- _Task description_
Repeat exactly, and only, the lines of the entries below from the one with "Annotate the floating" through the one with "Annotate the marsh", both ends included.

- _Task data_
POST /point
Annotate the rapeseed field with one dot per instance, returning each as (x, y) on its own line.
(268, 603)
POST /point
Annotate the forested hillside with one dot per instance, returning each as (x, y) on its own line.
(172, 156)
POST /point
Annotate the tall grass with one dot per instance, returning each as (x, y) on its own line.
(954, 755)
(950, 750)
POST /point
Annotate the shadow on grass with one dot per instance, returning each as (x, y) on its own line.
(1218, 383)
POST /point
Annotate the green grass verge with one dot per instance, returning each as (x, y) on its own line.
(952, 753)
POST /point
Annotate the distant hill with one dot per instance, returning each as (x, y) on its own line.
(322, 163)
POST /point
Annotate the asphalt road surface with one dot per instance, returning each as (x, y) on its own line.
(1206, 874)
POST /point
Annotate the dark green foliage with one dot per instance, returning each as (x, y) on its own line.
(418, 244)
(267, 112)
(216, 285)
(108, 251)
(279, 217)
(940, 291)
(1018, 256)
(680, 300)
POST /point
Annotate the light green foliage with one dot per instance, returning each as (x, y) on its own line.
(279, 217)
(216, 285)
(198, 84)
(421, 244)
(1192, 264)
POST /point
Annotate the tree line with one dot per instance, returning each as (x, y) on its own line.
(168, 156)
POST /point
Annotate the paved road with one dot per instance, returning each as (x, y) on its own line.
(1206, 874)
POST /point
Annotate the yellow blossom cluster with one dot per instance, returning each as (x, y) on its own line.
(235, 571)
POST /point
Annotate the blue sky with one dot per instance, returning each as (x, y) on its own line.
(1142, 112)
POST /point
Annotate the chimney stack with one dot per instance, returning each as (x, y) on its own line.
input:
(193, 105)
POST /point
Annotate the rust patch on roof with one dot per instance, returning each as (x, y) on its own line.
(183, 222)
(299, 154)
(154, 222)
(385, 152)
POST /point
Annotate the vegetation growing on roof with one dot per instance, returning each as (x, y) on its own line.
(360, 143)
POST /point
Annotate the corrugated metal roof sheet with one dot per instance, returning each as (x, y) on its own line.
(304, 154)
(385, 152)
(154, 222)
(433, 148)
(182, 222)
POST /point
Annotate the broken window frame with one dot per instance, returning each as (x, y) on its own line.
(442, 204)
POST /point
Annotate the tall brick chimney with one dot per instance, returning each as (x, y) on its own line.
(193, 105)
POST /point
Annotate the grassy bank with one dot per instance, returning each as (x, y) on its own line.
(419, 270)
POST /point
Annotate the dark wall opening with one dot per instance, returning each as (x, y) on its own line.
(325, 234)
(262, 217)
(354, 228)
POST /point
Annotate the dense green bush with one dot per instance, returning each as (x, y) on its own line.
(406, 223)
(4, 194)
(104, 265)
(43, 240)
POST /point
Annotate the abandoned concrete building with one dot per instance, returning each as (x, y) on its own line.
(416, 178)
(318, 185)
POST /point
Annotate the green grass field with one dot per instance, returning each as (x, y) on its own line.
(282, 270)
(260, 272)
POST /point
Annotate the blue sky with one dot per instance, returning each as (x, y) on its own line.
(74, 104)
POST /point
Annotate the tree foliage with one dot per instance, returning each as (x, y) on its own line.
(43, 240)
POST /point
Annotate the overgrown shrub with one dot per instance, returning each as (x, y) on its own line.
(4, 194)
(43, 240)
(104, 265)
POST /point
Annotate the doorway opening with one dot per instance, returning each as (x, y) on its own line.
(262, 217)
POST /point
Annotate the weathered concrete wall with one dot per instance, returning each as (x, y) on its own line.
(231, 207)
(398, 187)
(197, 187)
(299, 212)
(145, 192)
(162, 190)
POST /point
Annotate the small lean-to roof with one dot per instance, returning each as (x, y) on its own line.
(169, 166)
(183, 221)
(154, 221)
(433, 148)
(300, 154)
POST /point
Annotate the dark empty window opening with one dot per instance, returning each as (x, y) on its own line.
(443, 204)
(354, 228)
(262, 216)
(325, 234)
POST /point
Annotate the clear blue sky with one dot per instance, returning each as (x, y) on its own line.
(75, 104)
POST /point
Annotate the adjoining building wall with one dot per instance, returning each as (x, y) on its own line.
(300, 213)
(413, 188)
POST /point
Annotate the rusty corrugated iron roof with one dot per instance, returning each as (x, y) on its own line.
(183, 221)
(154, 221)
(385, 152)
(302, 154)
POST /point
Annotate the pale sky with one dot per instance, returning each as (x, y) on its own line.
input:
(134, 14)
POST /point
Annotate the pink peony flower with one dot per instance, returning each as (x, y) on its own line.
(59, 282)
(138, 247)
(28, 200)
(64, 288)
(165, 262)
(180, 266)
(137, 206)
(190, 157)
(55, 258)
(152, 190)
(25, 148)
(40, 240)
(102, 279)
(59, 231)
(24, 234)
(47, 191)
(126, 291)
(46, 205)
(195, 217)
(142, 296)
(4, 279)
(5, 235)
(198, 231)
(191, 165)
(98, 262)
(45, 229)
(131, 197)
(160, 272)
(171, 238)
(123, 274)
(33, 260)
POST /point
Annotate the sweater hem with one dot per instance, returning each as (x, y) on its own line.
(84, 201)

--

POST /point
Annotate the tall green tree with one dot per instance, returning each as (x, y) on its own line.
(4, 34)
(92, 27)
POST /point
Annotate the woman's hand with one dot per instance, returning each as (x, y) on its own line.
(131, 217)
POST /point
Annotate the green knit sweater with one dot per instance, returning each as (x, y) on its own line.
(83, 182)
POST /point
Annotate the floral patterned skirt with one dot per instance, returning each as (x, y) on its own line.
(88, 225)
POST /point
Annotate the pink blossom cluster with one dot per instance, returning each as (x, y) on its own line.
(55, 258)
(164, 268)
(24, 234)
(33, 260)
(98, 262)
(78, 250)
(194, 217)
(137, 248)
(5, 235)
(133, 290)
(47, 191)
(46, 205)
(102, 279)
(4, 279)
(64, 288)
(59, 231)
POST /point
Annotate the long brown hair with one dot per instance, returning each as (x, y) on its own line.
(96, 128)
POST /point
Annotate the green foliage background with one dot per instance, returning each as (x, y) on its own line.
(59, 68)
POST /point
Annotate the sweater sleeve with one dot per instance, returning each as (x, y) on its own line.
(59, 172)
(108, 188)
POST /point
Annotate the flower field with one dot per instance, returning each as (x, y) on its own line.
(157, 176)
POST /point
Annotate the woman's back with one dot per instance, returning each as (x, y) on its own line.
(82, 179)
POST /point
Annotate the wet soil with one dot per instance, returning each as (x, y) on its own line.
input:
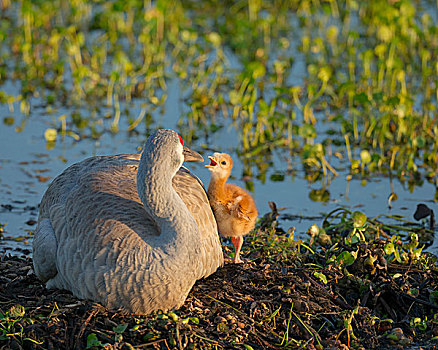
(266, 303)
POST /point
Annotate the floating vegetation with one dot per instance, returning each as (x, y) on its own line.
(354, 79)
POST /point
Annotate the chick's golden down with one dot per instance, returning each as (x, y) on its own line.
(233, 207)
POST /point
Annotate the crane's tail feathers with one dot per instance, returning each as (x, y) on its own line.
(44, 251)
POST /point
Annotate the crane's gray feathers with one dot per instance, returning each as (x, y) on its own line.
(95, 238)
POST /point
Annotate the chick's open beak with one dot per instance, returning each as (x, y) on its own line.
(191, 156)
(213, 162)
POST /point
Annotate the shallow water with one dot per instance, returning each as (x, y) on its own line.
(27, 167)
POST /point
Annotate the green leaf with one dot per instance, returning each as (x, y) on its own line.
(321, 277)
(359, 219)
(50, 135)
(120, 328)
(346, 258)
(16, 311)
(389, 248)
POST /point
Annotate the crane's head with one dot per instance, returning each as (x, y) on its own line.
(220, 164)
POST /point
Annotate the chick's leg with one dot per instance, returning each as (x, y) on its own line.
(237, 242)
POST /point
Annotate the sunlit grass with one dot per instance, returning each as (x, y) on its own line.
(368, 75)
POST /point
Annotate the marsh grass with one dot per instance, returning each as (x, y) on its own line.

--

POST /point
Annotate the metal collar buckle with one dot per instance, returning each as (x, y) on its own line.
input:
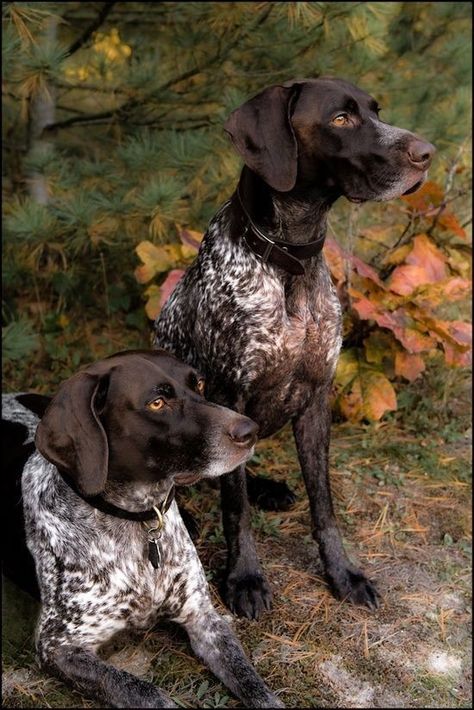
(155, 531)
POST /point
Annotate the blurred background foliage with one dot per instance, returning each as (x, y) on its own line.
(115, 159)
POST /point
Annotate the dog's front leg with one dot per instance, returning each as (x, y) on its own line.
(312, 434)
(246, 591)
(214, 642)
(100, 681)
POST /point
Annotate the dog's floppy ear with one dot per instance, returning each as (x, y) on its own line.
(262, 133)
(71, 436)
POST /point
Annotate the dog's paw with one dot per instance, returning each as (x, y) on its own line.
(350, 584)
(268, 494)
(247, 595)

- _Written answer_
Annotate the floating vegetation with one dot per instance, returning each as (x, y) on its own line.
(354, 79)
POST /point
Annotate the chick's golden down with one dot per instance, returning each as (x, y) on its own line.
(233, 207)
POST /point
Annotate the crane's tail feathers with one dot per instance, returning each as (x, y) on its own line.
(44, 251)
POST /point
Annotate the crane's gray feathers with one dot per instance, returning each as (x, y) on its own line.
(95, 238)
POST /point
Annotate the chick's open beak with one dot per instance, returning each as (x, y) on its own line.
(191, 156)
(213, 162)
POST /point
Annotate the shallow water with one dot per instance, returning each as (x, y) on its own line.
(27, 167)
POST /point
Annotate the green leaf with one dot per instance, returning each as (x, y) on its own line.
(321, 277)
(359, 219)
(50, 135)
(120, 328)
(346, 258)
(16, 311)
(389, 248)
POST /point
Annotate the crane's head with one dot per instance, returning each as (x, y) on its own line.
(220, 164)
POST /point
Annotate the chick's leg with one dot per instance, returning each as (x, y) on its own line.
(237, 242)
POST /point
Annotate the sunlit grass with one dot per instance, returning each as (x, y) on its own line.
(368, 75)
POST /point
Annotate the marsh grass with one dot per instance, returning each as (x, y) on its own line.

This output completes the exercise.